EXERCISE DETAILS: Write out the rows below as a numbered list, skipping any blank lines and leaving the pictures out.

____________

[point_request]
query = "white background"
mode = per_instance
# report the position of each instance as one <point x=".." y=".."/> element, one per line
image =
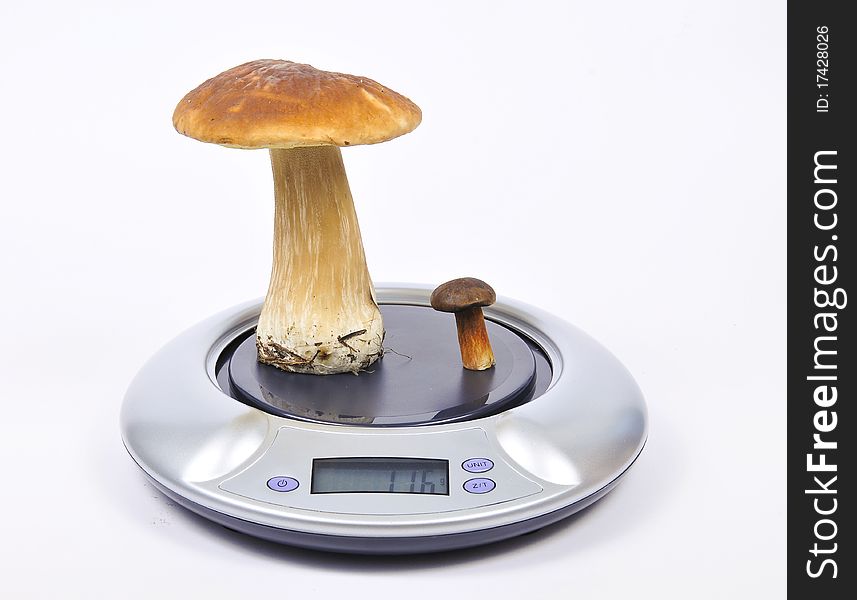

____________

RESULT OF THIS EXERCISE:
1. [point_request]
2. query = "white background"
3. mode = per_instance
4. # report the position of each instance as one <point x=".." y=".."/> element, one per line
5. image =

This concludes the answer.